start The records

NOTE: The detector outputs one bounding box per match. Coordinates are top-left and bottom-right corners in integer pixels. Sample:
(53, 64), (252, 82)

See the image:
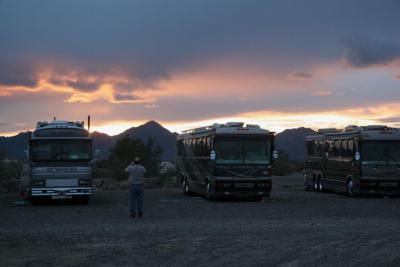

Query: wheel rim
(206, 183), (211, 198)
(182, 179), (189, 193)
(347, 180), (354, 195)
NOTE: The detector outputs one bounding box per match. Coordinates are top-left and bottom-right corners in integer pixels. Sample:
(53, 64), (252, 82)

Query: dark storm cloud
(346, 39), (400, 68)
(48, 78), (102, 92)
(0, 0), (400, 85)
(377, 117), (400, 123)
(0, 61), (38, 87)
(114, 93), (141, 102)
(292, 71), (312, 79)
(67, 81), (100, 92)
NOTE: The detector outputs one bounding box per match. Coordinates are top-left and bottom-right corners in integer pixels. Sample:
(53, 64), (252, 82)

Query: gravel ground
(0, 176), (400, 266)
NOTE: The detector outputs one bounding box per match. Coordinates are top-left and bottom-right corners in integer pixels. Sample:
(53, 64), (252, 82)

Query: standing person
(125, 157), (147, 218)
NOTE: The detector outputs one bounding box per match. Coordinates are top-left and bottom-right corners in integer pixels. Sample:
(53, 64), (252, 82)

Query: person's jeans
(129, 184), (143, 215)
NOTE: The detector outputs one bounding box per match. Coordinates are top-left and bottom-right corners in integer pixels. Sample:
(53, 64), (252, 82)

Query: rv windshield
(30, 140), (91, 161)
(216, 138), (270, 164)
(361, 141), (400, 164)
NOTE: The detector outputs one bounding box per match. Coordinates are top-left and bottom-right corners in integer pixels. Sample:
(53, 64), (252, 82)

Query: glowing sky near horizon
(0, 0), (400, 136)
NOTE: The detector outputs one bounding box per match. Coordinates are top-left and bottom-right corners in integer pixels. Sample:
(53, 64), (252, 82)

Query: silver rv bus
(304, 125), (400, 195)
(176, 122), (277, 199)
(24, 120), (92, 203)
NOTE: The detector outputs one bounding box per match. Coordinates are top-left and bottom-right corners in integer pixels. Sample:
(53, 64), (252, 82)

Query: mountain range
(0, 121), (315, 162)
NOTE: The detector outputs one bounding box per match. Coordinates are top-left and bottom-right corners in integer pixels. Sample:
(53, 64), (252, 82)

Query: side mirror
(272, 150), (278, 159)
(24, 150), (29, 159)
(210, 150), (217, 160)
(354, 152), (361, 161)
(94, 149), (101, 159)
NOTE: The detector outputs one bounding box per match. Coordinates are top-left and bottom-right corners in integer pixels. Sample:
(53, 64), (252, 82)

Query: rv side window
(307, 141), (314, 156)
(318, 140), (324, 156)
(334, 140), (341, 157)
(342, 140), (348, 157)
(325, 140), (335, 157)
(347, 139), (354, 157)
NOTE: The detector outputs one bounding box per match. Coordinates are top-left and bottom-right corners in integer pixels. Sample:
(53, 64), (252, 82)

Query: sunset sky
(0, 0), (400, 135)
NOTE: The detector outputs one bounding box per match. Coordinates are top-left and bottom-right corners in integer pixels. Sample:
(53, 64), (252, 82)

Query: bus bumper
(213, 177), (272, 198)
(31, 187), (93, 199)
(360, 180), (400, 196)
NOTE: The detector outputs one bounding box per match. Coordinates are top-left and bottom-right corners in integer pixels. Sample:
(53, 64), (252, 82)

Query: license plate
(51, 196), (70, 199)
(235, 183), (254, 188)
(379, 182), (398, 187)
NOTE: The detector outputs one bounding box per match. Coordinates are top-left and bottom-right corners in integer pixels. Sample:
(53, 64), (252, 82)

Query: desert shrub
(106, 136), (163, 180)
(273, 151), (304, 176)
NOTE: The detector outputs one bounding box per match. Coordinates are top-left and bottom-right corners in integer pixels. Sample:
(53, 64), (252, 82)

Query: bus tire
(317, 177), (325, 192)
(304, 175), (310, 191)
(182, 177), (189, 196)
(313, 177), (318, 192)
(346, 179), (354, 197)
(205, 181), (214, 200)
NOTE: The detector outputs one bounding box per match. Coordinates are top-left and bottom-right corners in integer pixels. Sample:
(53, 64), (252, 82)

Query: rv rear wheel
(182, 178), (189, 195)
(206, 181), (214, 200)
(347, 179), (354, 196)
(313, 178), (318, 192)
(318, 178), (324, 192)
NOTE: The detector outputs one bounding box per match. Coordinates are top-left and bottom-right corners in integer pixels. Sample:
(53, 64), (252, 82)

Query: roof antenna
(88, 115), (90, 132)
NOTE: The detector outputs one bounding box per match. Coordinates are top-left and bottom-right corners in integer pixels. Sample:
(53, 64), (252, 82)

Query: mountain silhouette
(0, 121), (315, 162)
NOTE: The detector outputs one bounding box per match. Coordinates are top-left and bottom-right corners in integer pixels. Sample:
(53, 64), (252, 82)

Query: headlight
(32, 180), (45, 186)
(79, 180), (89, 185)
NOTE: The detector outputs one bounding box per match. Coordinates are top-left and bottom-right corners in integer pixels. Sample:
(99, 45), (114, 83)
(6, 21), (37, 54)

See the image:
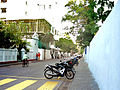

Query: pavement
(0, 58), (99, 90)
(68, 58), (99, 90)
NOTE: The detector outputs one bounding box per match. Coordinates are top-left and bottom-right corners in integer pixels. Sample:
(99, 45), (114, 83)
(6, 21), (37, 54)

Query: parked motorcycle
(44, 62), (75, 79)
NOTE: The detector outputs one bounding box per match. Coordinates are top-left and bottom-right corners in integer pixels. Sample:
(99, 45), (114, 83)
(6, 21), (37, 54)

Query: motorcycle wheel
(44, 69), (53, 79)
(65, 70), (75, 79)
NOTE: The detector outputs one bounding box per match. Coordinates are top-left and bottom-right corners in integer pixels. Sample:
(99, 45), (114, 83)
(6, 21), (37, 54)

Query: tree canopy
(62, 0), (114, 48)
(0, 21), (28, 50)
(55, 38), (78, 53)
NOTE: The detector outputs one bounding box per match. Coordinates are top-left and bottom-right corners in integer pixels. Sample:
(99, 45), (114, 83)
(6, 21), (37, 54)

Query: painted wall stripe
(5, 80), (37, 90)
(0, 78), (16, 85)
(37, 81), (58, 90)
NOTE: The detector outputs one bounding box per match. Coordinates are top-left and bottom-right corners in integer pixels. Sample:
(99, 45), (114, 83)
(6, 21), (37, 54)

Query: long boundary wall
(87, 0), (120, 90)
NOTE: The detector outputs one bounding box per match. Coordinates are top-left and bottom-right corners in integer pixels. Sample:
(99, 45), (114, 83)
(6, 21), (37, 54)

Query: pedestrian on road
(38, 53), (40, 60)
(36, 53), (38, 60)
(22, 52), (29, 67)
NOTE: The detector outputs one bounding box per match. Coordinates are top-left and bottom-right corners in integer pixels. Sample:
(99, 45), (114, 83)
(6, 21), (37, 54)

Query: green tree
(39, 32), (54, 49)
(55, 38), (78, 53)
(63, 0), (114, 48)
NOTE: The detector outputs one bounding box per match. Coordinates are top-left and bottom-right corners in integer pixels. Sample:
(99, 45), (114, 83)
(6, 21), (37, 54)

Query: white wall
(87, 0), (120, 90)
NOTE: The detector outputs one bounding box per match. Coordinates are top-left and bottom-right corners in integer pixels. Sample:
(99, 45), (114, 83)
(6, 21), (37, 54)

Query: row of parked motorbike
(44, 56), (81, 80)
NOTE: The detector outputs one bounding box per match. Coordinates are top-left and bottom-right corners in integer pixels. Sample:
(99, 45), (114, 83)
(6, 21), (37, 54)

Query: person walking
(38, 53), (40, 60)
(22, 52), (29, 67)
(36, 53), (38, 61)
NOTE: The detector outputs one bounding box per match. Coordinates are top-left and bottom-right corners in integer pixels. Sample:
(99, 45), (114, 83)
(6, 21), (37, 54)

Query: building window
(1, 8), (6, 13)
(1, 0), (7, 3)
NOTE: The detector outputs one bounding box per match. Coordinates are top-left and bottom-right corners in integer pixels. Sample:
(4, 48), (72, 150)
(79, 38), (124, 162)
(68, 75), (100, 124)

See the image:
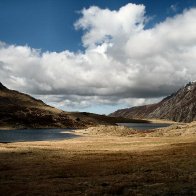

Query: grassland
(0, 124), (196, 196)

end The records

Find every line in the entries above that contains the word "wall", matching case exactly, and copy each of those lines.

# [Task response]
Query: painted wall stripe
Query: long boundary wall
Query: white wall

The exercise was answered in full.